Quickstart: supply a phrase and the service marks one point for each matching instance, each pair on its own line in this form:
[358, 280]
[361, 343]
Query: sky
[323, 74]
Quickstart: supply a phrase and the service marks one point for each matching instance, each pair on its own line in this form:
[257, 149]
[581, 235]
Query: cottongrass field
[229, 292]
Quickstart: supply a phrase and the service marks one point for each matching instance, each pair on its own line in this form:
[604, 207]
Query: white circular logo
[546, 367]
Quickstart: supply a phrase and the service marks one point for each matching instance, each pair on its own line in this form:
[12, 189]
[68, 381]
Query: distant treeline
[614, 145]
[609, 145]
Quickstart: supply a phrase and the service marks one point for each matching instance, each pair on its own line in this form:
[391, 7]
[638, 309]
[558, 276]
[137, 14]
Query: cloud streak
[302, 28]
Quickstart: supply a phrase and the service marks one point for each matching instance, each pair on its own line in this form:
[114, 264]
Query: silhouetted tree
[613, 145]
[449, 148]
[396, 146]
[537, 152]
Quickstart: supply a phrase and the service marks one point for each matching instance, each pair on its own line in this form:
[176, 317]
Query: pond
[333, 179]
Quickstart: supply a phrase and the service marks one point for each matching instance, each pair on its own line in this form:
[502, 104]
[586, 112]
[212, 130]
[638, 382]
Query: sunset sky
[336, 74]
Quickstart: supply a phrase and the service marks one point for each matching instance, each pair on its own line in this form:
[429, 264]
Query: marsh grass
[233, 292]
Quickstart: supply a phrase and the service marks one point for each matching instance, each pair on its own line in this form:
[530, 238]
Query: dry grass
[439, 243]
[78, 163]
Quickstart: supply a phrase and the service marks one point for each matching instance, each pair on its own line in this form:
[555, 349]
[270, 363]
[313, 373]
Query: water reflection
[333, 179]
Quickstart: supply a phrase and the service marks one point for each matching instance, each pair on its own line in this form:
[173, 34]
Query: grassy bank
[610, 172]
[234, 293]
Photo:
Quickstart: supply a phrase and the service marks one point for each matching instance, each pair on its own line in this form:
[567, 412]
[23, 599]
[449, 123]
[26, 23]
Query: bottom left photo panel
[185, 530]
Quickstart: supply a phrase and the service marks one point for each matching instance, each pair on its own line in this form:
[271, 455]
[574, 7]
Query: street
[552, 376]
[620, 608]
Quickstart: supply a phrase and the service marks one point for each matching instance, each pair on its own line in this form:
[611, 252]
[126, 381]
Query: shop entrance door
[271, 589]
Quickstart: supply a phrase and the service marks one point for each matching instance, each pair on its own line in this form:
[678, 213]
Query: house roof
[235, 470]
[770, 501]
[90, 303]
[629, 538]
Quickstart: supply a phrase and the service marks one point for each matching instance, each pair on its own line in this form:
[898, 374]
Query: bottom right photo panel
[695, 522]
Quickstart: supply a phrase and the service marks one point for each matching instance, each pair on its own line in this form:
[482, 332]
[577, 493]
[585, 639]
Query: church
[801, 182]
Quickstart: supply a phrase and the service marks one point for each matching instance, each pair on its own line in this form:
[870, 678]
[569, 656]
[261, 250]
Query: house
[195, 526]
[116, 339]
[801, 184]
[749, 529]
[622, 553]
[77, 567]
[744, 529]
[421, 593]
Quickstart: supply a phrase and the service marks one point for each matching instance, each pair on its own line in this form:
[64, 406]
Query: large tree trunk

= = =

• [Work instructions]: Retyping every line above exactly is all that is needed.

• [Solution]:
Quickstart: supply a phrase and the service marks one point for each matching instance, each pair on its own line in this form:
[358, 280]
[361, 343]
Query: sky
[323, 74]
Quickstart: supply a phrase and the service marks one point for each matching instance, each pair on its own line in this form:
[257, 149]
[581, 235]
Query: cottongrass field
[229, 292]
Quickstart: supply a phrase and the service marks one point for each matching instance, each pair on its own line in this form:
[604, 207]
Query: white circular logo
[546, 367]
Quickstart: supply a phrase and the service marks one point for each matching instance, each pair on its own line in this form:
[12, 189]
[68, 381]
Query: distant treeline
[614, 145]
[609, 145]
Quickstart: supply a phrase and the service marks one point for each matching instance, each pair on its own line in this form:
[391, 7]
[638, 309]
[558, 276]
[137, 14]
Query: cloud streak
[302, 28]
Quickstart: supply a phrase and the service marks one point for each matching instance, each pair on its own line in this form:
[114, 264]
Query: silhouetted tree
[613, 145]
[449, 148]
[396, 146]
[537, 152]
Quickstart: supply a phrase and the service marks one point for each matching instance, each pair on its own line in this form:
[176, 317]
Query: pond
[333, 179]
Quickstart: supply a phrase and the service marks one point for each matching instance, each pair on its own line in this form:
[502, 104]
[586, 112]
[212, 130]
[638, 382]
Query: sunset sky
[336, 74]
Quickstart: supply a phrase and the service marks one point for each matching instance, each pair on its own line in this form:
[429, 264]
Query: marsh grass
[233, 292]
Quickstart: supply a phrase and the service marks one point for each matching instance, each pair on its own line in this form:
[530, 238]
Query: dry grass
[439, 243]
[78, 163]
Quickstart: supply a phrase and the service marks one point for each matching instance, each pair on its own line in this form:
[555, 349]
[270, 363]
[313, 373]
Query: water reflection
[333, 179]
Quickstart: supply a phrase and the service marks one point for each matching instance, each pair on its own line in this form:
[173, 34]
Query: grassy bank
[610, 172]
[234, 293]
Photo:
Quickstart: supply a phrase and the service marks one point for each matching instance, each pair on its own line in this form:
[567, 412]
[23, 599]
[449, 123]
[26, 23]
Query: bottom left photo panel
[185, 530]
Quickstart: supply a phrase and the service marks one point for each matching instance, each pair on its own line in this form:
[271, 455]
[574, 7]
Query: street
[552, 376]
[620, 608]
Quickstart: supply a phrase and the service marks one point for each matching instance, each pair on its own line in this form:
[611, 252]
[126, 381]
Query: shop entrance door
[271, 589]
Quickstart: supply a phrase and the service marks one point for each matching instance, each pair on its own line in this form:
[678, 213]
Query: house roof
[235, 470]
[770, 501]
[90, 303]
[629, 538]
Quickstart: supply a phrase and the service marks one point for each matching instance, each pair on its own line in this form:
[898, 374]
Query: bottom right photo panel
[695, 522]
Quickstart: supply a phrase and the service marks one point for each matching instance, each pair on its own line in this form:
[482, 332]
[577, 493]
[585, 639]
Query: church
[801, 182]
Quickstart: supply a phrase and the service marks one point for each matching instance, each pair on its own line in this form:
[870, 678]
[569, 656]
[261, 250]
Query: house
[195, 526]
[116, 339]
[801, 184]
[749, 529]
[622, 553]
[77, 567]
[744, 529]
[421, 593]
Quickstart: supply a phrase and the service marks one point for each matching instance, each pair on its own line in this form:
[64, 406]
Query: large tree trunk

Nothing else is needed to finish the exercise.